§ **GOAL OF THE EXERCISE**:
Update the stretch from the line containing "bus rear window?" through the line containing "(0, 0), (206, 209)" by replacing "corner coordinates" with "bounding-box coordinates" wherever it appears, leaving everything else unchanged. Return only those lines.

§ **DATASET ENTRIES**:

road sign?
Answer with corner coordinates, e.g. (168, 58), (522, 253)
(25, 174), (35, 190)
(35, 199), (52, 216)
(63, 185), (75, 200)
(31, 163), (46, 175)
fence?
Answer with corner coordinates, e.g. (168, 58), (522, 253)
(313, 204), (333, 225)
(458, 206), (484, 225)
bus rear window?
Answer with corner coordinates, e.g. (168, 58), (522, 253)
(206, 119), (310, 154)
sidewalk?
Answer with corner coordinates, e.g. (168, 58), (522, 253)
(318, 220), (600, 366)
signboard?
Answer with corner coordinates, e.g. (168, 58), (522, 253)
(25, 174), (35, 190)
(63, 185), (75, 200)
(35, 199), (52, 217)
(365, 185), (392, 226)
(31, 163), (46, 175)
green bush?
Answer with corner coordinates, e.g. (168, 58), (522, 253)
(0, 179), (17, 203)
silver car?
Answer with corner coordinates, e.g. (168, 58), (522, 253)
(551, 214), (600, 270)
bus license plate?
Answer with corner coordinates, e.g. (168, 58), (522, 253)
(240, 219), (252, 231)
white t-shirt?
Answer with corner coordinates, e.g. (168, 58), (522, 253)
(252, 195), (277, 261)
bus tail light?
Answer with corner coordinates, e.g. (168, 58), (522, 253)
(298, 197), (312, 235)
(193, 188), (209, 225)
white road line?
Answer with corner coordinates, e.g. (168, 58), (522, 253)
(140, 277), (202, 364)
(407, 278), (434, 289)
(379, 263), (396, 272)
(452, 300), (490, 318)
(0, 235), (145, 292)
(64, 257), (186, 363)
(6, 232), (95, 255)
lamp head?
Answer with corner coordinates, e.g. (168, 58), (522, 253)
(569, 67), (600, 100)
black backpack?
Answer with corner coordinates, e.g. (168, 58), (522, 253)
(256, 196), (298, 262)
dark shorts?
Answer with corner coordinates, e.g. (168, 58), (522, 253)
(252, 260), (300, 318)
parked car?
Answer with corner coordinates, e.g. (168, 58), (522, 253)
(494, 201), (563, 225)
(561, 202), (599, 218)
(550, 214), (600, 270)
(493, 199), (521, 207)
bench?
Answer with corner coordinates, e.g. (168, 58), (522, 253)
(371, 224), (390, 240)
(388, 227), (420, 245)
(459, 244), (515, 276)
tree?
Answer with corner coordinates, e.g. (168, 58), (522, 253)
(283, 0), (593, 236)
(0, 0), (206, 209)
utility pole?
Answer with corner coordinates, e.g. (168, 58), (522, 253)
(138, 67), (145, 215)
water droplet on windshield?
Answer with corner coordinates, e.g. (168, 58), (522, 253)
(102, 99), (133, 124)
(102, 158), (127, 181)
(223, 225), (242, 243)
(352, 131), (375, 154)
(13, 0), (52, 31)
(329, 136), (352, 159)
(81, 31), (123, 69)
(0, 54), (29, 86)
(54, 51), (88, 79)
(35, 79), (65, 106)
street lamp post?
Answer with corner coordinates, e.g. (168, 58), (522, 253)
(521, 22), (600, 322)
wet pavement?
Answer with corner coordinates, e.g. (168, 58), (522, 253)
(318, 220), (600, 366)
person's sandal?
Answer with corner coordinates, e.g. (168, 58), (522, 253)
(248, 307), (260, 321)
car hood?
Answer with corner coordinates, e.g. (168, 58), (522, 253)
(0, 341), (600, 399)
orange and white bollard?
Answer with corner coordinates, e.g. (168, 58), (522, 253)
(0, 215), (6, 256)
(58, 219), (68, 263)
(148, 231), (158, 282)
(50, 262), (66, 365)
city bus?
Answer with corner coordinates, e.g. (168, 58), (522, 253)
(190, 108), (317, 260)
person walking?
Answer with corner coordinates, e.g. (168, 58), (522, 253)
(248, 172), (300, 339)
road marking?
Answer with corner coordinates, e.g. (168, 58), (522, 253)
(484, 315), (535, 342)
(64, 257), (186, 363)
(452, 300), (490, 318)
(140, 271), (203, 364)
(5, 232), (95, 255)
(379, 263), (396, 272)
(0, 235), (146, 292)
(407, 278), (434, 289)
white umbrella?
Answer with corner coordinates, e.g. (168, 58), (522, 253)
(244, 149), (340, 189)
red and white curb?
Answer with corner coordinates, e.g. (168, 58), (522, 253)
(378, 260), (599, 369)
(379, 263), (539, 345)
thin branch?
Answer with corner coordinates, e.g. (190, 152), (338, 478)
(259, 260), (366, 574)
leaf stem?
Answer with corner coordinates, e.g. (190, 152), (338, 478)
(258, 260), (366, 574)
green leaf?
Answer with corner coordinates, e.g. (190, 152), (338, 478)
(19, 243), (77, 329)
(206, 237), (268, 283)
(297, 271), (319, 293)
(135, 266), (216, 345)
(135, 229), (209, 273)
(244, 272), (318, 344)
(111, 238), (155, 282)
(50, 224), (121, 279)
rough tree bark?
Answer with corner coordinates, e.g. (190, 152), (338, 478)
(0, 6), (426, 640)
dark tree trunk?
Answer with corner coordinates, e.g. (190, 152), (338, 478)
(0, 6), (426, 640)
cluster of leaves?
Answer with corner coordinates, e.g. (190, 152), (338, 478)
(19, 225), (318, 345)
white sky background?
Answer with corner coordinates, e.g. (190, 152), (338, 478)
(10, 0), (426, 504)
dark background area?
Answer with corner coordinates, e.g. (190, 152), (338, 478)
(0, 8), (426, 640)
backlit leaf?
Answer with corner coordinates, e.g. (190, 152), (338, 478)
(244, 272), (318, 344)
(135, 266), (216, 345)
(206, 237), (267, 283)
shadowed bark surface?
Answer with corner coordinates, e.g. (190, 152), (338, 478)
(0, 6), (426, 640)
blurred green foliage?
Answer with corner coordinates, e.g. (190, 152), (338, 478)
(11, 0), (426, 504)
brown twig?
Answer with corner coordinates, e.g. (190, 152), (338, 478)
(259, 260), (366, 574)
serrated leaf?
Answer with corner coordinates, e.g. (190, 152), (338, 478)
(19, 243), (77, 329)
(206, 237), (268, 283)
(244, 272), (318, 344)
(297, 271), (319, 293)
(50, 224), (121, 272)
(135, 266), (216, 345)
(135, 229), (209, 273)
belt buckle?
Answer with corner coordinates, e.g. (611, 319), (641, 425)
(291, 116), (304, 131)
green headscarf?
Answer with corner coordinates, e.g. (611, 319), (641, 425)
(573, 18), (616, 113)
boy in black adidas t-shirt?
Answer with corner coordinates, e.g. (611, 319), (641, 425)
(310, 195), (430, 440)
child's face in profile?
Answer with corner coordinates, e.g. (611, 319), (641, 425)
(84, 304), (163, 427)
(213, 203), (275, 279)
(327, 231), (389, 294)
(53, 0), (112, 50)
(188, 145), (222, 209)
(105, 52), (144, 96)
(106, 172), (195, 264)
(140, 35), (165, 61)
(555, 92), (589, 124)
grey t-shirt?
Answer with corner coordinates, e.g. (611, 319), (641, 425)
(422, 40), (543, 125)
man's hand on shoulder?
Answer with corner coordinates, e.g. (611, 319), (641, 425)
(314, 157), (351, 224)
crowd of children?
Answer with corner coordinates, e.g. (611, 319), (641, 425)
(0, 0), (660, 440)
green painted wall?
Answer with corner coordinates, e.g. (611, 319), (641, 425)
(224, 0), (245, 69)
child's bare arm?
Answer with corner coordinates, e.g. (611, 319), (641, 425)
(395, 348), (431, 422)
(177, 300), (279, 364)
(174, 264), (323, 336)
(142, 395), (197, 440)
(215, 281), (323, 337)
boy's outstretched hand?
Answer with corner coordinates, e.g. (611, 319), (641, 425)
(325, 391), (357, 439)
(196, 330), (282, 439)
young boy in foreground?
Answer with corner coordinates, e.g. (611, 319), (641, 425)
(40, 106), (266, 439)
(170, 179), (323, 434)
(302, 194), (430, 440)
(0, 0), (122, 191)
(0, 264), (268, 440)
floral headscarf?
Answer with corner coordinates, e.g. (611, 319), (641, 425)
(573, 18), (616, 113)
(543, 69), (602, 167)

§ **CORRECT RESPONSE**:
bus rear window?
Answer with bounding-box coordinates, e.g. (168, 58), (522, 253)
(206, 119), (310, 154)
sidewalk?
Answer with bounding-box coordinates, e.g. (168, 58), (522, 253)
(318, 220), (600, 366)
signboard?
Answer with bounding-box coordinates, e.g. (168, 58), (522, 253)
(25, 174), (35, 190)
(63, 185), (75, 200)
(35, 199), (52, 217)
(365, 185), (392, 226)
(31, 163), (46, 175)
green bush?
Answer with bounding-box coordinates, e.g. (168, 58), (522, 253)
(0, 179), (17, 203)
silver car?
Answer with bounding-box coordinates, e.g. (168, 58), (522, 253)
(551, 214), (600, 270)
bus license plate?
Answer with bounding-box coordinates, e.g. (168, 58), (522, 253)
(240, 219), (252, 231)
white t-shirt?
Answer with bounding-box coordinates, e.g. (168, 58), (522, 253)
(252, 195), (277, 261)
bus tail light?
Answer with bounding-box coordinates, e.g. (168, 58), (522, 253)
(298, 197), (312, 235)
(193, 188), (209, 225)
white road line?
Answer with bounding-box coordinates, e.g. (168, 58), (522, 253)
(140, 277), (202, 364)
(407, 278), (434, 289)
(379, 263), (396, 272)
(452, 300), (490, 318)
(0, 235), (145, 292)
(64, 257), (186, 363)
(6, 232), (95, 255)
lamp head?
Answer with bounding-box coordinates, e.g. (168, 58), (522, 253)
(569, 67), (600, 100)
black backpack?
Answer with bounding-box coordinates, e.g. (168, 58), (522, 253)
(256, 196), (298, 262)
dark shorts?
Answer with bounding-box coordinates, e.g. (168, 58), (522, 253)
(252, 260), (300, 318)
parked car?
Answer with bounding-box coordinates, e.g. (168, 58), (522, 253)
(494, 201), (563, 225)
(561, 202), (599, 218)
(550, 214), (600, 270)
(493, 199), (521, 207)
bench?
Answer with bounding-box coordinates, e.g. (168, 58), (522, 253)
(371, 224), (390, 240)
(388, 227), (420, 245)
(459, 244), (515, 276)
tree?
Answer with bounding-box coordinates, e.g. (168, 58), (522, 253)
(283, 0), (593, 236)
(0, 0), (206, 209)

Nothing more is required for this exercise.